» **DATOS DE LA TAREA**

..........

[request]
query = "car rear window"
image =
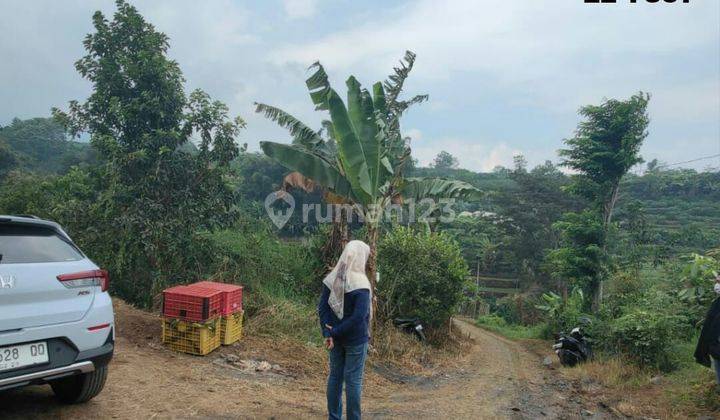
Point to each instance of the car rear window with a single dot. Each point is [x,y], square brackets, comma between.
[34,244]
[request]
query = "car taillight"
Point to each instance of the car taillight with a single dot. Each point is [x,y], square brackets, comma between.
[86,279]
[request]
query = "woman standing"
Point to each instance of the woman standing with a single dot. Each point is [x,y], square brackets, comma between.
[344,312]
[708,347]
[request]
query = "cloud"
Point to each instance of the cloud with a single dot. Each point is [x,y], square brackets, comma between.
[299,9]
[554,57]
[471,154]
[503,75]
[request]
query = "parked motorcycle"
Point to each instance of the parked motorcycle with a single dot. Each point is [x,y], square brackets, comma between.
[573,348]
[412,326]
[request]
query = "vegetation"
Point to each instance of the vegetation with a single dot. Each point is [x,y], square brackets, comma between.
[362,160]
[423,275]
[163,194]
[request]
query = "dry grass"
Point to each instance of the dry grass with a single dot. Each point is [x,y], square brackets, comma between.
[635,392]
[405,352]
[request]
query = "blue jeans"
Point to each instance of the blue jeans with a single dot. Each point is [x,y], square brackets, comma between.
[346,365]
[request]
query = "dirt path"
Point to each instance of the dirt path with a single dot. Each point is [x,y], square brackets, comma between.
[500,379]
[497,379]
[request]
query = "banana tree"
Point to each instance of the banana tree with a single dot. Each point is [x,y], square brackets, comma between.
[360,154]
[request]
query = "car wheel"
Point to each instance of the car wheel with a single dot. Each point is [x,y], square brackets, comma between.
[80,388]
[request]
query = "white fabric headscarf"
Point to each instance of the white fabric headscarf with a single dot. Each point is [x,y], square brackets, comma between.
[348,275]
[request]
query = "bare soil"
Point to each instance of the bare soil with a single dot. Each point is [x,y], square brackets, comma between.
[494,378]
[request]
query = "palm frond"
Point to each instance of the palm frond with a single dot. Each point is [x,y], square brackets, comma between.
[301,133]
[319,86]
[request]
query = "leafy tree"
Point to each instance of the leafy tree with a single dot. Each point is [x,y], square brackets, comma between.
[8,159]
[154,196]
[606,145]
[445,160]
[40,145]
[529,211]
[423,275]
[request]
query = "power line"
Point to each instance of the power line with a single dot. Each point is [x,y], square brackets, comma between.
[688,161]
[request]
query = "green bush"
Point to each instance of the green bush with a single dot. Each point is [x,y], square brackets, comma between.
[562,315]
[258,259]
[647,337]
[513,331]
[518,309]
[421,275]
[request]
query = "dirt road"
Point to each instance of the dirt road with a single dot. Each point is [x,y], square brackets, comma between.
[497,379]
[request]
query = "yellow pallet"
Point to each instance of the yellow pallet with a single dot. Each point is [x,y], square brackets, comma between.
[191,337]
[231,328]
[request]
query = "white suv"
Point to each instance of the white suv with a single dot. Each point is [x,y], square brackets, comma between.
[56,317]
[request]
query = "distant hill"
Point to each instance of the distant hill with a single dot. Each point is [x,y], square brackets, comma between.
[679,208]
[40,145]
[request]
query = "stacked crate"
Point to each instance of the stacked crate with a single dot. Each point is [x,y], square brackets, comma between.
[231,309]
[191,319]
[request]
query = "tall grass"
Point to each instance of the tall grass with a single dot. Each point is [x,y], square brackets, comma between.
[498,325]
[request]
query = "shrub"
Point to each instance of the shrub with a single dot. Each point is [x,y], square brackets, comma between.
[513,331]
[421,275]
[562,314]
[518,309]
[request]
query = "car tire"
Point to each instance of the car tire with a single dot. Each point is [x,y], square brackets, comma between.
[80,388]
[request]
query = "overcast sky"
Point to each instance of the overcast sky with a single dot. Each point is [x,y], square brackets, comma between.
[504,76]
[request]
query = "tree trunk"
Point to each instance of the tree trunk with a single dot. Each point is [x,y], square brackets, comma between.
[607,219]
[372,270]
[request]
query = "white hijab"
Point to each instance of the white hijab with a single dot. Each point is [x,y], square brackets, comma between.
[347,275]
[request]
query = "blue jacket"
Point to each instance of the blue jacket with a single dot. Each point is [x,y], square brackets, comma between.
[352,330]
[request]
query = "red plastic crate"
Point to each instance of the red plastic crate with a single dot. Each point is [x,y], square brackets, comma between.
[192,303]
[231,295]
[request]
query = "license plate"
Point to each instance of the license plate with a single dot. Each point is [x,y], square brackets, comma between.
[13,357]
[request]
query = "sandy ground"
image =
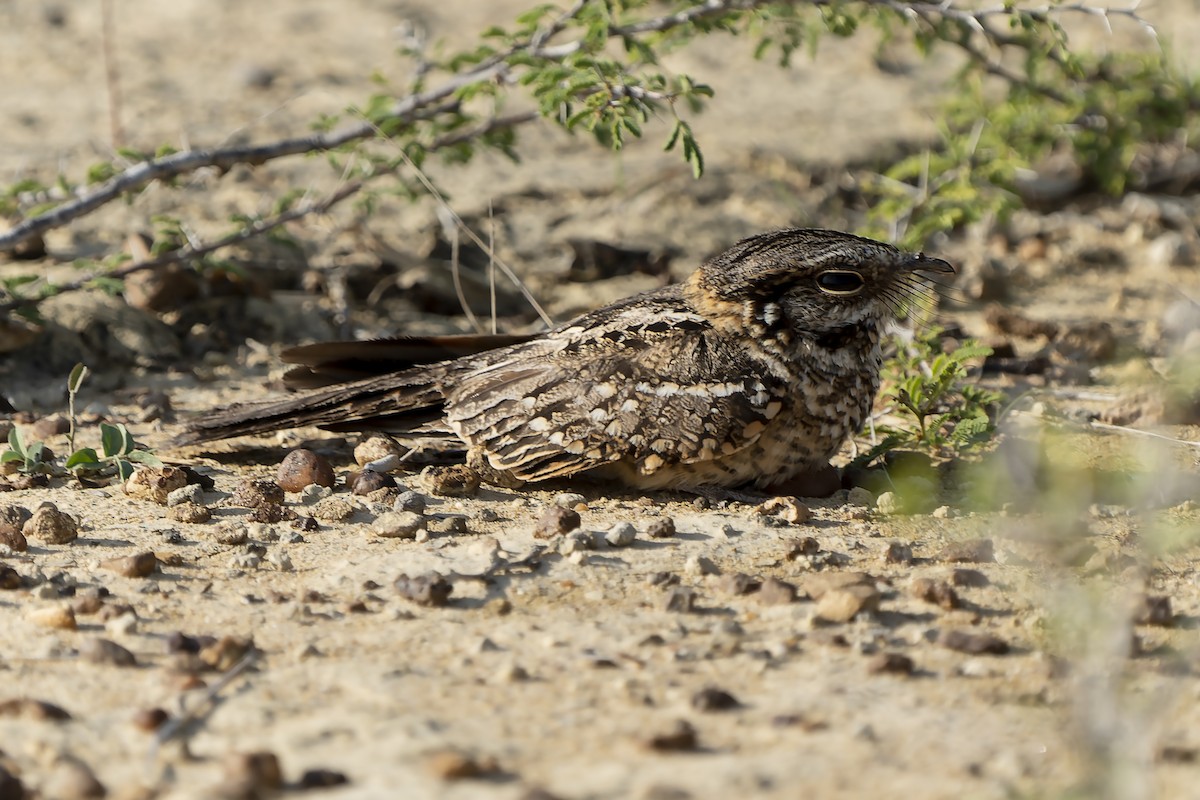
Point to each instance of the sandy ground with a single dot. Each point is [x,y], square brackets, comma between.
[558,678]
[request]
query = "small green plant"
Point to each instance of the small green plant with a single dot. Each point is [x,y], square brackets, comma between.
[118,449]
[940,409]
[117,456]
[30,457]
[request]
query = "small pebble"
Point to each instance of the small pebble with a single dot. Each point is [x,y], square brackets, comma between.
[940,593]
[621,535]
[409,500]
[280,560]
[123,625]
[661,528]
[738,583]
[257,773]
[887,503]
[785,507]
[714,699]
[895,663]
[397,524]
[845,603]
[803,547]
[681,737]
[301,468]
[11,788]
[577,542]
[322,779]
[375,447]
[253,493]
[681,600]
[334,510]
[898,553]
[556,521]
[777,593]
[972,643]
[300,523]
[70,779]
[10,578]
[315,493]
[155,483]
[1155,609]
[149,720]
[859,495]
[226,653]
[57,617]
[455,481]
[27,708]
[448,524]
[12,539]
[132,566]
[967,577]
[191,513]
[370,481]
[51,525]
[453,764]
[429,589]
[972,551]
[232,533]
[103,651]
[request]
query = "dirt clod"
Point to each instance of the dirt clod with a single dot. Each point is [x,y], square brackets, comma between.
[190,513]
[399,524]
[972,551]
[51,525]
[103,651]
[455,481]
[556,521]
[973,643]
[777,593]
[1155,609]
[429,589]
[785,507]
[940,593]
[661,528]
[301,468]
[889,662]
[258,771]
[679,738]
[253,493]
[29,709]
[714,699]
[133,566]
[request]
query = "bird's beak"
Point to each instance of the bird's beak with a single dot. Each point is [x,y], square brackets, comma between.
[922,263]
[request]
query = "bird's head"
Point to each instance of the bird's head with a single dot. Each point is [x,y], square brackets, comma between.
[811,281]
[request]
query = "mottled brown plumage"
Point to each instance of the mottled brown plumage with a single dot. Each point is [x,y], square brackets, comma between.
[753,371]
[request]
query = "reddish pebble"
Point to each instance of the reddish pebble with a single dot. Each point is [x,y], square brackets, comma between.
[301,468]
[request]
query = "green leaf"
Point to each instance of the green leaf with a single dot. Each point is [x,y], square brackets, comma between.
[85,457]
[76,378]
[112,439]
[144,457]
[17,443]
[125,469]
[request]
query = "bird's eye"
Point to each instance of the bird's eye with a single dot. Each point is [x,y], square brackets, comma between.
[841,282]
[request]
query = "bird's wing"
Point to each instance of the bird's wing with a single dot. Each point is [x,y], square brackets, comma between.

..........

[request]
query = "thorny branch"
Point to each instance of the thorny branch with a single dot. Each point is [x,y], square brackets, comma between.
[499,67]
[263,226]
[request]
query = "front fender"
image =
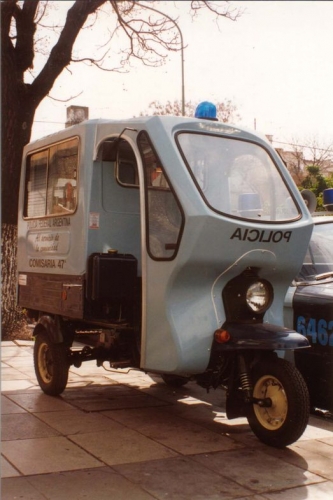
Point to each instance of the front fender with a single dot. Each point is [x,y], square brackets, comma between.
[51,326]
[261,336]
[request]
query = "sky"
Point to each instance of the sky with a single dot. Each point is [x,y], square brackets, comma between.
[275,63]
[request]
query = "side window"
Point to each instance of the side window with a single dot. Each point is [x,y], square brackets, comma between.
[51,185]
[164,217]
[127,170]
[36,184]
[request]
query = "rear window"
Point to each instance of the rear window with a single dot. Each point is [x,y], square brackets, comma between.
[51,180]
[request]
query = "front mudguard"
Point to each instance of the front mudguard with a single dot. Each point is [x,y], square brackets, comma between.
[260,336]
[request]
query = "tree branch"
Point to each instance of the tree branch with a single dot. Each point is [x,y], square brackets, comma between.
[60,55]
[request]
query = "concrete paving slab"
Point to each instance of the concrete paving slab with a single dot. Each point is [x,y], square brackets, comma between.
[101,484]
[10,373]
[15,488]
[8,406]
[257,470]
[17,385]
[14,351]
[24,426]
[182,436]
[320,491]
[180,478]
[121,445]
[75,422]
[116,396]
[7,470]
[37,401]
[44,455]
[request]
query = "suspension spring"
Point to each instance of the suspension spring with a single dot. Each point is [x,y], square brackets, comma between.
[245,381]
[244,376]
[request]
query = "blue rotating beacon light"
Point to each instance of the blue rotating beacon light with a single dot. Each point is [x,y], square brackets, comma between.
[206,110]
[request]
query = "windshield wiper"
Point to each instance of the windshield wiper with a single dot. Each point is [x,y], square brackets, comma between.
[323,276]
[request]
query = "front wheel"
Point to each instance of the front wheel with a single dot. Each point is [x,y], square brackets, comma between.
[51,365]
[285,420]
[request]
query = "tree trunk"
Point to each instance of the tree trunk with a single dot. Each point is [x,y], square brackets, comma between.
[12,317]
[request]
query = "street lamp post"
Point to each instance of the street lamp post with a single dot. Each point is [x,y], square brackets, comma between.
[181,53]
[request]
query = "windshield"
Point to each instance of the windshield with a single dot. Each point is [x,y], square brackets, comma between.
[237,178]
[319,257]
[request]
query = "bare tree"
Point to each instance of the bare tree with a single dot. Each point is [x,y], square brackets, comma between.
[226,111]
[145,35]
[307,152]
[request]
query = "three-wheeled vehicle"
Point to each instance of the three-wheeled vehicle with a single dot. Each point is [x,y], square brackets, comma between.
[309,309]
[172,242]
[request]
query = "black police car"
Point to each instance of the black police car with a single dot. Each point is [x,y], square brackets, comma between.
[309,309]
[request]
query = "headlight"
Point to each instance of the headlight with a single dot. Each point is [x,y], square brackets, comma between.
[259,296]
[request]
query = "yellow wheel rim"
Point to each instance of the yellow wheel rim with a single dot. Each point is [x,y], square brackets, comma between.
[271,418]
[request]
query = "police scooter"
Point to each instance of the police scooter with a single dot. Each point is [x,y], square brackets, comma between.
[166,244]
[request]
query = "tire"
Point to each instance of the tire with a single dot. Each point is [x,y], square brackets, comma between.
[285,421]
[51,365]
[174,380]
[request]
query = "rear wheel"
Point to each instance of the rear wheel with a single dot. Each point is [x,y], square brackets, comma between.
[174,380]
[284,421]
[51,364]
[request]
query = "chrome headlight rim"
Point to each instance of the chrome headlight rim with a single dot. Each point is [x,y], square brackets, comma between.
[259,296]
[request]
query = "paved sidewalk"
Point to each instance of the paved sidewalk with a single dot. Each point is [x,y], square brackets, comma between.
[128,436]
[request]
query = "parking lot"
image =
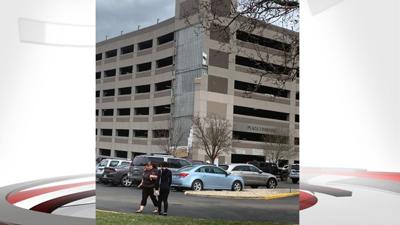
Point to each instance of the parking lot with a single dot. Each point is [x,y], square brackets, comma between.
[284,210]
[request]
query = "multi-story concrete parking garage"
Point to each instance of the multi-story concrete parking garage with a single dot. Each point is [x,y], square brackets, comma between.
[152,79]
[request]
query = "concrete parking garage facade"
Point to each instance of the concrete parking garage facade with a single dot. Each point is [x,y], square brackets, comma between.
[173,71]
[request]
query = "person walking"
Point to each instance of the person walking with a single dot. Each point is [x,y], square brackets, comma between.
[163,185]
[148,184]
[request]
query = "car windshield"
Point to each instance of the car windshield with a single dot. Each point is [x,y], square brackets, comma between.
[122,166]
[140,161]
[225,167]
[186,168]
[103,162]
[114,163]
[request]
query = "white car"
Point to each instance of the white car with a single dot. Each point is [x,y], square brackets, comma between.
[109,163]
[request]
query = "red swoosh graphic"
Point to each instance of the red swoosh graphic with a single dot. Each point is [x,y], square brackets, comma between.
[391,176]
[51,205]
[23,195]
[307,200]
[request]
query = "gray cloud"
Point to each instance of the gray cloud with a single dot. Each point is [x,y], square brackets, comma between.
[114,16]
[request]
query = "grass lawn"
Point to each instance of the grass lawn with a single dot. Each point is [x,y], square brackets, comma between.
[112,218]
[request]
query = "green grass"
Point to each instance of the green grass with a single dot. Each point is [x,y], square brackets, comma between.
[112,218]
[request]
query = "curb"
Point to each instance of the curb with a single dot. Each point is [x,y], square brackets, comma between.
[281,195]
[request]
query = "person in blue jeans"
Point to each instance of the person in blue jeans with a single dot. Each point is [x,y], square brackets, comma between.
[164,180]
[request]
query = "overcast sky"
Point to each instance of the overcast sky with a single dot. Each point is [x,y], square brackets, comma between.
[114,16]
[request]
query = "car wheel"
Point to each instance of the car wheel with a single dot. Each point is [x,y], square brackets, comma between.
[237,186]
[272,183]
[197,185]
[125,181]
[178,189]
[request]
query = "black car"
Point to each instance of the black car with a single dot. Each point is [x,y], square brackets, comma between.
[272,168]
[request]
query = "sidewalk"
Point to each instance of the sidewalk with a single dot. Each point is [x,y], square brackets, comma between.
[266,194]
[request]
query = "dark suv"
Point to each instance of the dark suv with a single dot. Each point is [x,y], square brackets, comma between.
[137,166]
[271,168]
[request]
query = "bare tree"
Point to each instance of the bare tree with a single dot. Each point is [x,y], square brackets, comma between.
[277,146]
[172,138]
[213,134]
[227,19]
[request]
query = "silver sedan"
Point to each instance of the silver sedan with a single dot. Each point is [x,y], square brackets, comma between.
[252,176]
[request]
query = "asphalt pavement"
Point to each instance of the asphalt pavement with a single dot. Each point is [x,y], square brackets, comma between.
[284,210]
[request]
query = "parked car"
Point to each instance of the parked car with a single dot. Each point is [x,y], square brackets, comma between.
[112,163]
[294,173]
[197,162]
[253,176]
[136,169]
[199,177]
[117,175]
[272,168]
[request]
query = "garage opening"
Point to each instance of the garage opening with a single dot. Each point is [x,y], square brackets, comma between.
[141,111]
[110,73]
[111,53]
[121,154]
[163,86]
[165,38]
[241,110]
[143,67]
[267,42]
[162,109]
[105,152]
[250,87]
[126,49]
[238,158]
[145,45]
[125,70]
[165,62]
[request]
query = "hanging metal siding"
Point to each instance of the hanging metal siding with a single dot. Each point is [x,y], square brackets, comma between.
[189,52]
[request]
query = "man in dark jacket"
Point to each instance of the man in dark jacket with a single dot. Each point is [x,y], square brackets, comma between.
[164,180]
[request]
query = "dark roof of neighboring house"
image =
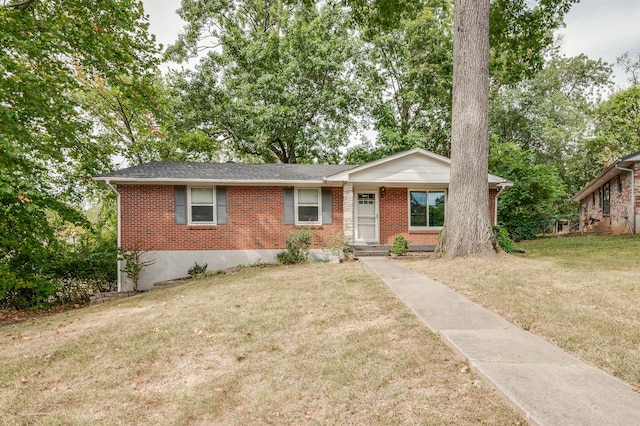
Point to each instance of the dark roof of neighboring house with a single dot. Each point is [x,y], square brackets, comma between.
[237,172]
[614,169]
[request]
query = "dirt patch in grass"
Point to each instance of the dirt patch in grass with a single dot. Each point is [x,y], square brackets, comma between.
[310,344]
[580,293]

..........

» **QUÉ DEBE HACER**
Muestre cada línea del listado anterior en la que aparezca la cadena "facade", teniendo en cuenta las mayúsculas y minúsculas.

» **RESULTADO DEL EJERCICIO**
query = "concrete parking garage facade"
Point to each instance of the concrete parking garage facade with a single dot. Each point is [x,y], square brackets, comma between.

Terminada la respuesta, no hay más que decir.